Print out the entries, word for word.
--- START ---
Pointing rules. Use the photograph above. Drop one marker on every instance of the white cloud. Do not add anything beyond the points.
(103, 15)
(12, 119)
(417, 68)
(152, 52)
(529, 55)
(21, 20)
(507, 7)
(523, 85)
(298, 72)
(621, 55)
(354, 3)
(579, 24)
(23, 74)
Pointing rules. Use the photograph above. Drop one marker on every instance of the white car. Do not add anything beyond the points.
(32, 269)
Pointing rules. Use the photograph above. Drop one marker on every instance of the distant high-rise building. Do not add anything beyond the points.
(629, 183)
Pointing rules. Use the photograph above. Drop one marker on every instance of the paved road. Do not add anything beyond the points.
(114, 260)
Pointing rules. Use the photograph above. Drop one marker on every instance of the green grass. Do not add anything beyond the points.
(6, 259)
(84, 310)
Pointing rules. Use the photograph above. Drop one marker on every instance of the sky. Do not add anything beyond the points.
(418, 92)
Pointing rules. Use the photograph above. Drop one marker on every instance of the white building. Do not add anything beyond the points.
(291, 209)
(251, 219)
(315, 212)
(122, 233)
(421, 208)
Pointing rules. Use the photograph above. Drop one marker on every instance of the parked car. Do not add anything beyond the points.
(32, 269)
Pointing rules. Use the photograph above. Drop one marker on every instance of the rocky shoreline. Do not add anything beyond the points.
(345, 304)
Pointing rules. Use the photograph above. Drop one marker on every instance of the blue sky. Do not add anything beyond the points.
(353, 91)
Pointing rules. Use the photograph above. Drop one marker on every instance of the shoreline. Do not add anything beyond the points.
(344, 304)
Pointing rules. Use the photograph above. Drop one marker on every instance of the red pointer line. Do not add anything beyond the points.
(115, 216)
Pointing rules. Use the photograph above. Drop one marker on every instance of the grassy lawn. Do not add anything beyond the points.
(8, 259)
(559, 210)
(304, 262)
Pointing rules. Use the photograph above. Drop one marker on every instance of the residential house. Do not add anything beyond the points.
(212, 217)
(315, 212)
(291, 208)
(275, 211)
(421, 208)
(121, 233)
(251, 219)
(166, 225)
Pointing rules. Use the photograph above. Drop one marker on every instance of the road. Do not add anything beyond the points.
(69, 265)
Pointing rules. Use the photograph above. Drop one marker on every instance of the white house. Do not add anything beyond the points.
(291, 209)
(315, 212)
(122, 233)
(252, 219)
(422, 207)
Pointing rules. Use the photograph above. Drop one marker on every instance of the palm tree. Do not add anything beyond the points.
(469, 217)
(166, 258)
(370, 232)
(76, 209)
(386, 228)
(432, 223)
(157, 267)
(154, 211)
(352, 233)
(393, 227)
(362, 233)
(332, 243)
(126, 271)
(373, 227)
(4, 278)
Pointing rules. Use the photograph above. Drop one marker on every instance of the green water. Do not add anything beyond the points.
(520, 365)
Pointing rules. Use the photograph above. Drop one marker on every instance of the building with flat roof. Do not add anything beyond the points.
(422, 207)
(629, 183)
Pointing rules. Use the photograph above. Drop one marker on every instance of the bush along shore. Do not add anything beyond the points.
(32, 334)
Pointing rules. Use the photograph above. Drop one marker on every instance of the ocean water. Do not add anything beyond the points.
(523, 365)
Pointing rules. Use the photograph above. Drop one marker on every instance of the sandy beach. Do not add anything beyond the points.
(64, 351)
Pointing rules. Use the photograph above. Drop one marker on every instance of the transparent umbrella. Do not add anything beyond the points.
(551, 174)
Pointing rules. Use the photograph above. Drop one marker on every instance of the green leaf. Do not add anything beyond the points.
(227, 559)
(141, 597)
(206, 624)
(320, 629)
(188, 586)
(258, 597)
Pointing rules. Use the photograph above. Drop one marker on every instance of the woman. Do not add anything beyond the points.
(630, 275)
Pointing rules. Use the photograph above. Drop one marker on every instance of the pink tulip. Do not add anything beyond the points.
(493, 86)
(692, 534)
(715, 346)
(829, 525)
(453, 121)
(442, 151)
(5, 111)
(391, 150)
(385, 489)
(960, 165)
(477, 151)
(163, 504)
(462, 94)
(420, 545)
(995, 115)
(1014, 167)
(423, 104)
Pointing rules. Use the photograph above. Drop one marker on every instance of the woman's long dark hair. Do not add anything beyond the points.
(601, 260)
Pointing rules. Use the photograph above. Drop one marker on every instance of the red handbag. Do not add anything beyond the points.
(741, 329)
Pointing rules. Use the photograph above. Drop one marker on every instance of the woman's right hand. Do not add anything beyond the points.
--- END ---
**Solution to this problem**
Pointing rules. Use the photograph above. Drop one marker on every instance of the white cloud. Do not add anything beyond the points.
(103, 15)
(12, 119)
(417, 68)
(152, 52)
(529, 55)
(21, 20)
(507, 7)
(523, 85)
(298, 72)
(621, 55)
(354, 3)
(579, 24)
(23, 74)
Pointing rules. Use the photograph above. Drop one marker on every instance of the white car. Do not add anything beyond the points.
(32, 269)
Pointing rules. Use the photograph above. Drop one marker on every instance of the distant high-rise building. Do not add anything beyond the points.
(629, 183)
Pointing rules. Use the photograph above. Drop one marker on every instance of the paved road. Do not add anything beyond the points.
(114, 260)
Pointing rules. Use the photograph above. Drop one marker on every instance of the green grass. Do not add anything beyond the points.
(6, 259)
(84, 310)
Pointing rules. Use the photograph above. Drop one marker on every instance of the sky. Do not add anything beyond the points.
(418, 92)
Pointing rules. Use the photograph above. Drop one marker on every instance of the white building. Do not add anything beyond the points.
(291, 209)
(251, 219)
(315, 212)
(122, 233)
(421, 208)
Pointing rules. Use the photograph above. Drop one marker on every instance of the parked car. Do not add anything beyond the points.
(32, 269)
Pointing rules. Use the photograph above. Drop one marker on every instance of the rocky shoreline. Do not add anything beyond the points.
(345, 304)
Pointing rules. Use the photograph above. Drop one marker on every instance of the blue sky. Do not add anything beyond the points.
(353, 91)
Pointing rules. Use the photograph above. Drop one marker on every instance of the shoreline. Do not add anything beyond the points.
(344, 304)
Pointing rules. Use the photograph above. Drop one marker on every instance of the red pointer line. Do not add anything beyond the points.
(115, 216)
Pointing rules. Use the photograph above. Drop one marker on every instance of the grassy lawn. Do not add anything beyond the points.
(8, 259)
(559, 210)
(304, 262)
Pointing rules. Use the photograph above. Drop one marker on every instance of the residential house. Do not add anything beyond the points.
(212, 217)
(315, 212)
(291, 208)
(275, 211)
(421, 208)
(121, 233)
(251, 219)
(166, 225)
Pointing rules. Use the photograph above. Drop one marker on every instance of the road. Do not add anything beyond the points.
(69, 265)
Pointing rules. Use the photograph above. Drop one marker on every instance of the white house. Do not add anything beyond the points.
(291, 209)
(315, 212)
(122, 233)
(252, 219)
(422, 207)
Pointing rules. Use the photograph above. Drop one marker on every instance of the palm tree. Do not add anything beyond the points.
(469, 217)
(166, 258)
(370, 232)
(76, 209)
(386, 228)
(432, 223)
(157, 267)
(154, 211)
(352, 233)
(393, 227)
(362, 233)
(332, 243)
(126, 271)
(373, 227)
(4, 278)
Pointing rules. Use the photograph above. Drop one marker on every instance of the green water. Do not add anything beyond the points.
(520, 365)
Pointing rules. Use the photograph above. Drop one marker on every instance of the building with flat roof. Do not add anything beyond the points.
(422, 207)
(629, 183)
Pointing rules. Use the photograph above. Drop one marker on every instance of the bush along shore. Do not add anything beyond the points.
(32, 334)
Pointing rules. Use the photograph above. Drop one marker on every instance of the ocean water. Do not add anything beyond the points.
(523, 365)
Pointing rules. Use the photograph above. Drop one marker on every instance of the sandy beach. Do not add anything beyond the points.
(64, 351)
Pointing rules. Use the photograph above. Drop one marker on every instance of the transparent umbrella. Do not add anything beyond the points.
(551, 174)
Pointing rules. Use the photograph above. Drop one marker on every instance of the green leaf. Do not add anything beyond the points.
(227, 559)
(141, 597)
(206, 624)
(320, 629)
(188, 586)
(258, 597)
Pointing rules. Use the photograph above. Drop one marker on every instance of the woman. Do not add anything beyond the points.
(630, 275)
Pointing rules. Use the photograph above. Drop one marker on every instance of the pink tulip. Do not add anything beyond the points.
(493, 86)
(692, 534)
(715, 346)
(829, 525)
(453, 121)
(442, 151)
(5, 111)
(391, 150)
(385, 489)
(960, 165)
(477, 151)
(163, 504)
(462, 94)
(420, 545)
(995, 115)
(1014, 167)
(423, 104)
Pointing rules. Use the photograph above. Drop one marker on every instance of the woman's long dark hair. Do not add anything beyond the points.
(601, 260)
Pointing rules. Use the photograph above. Drop one marker on every instance of the red handbag. Do not add anything beyond the points.
(741, 329)
Pointing rules. Use the photograph above. Drop one marker on every instance of the woman's right hand. Do not add anything beyond the points.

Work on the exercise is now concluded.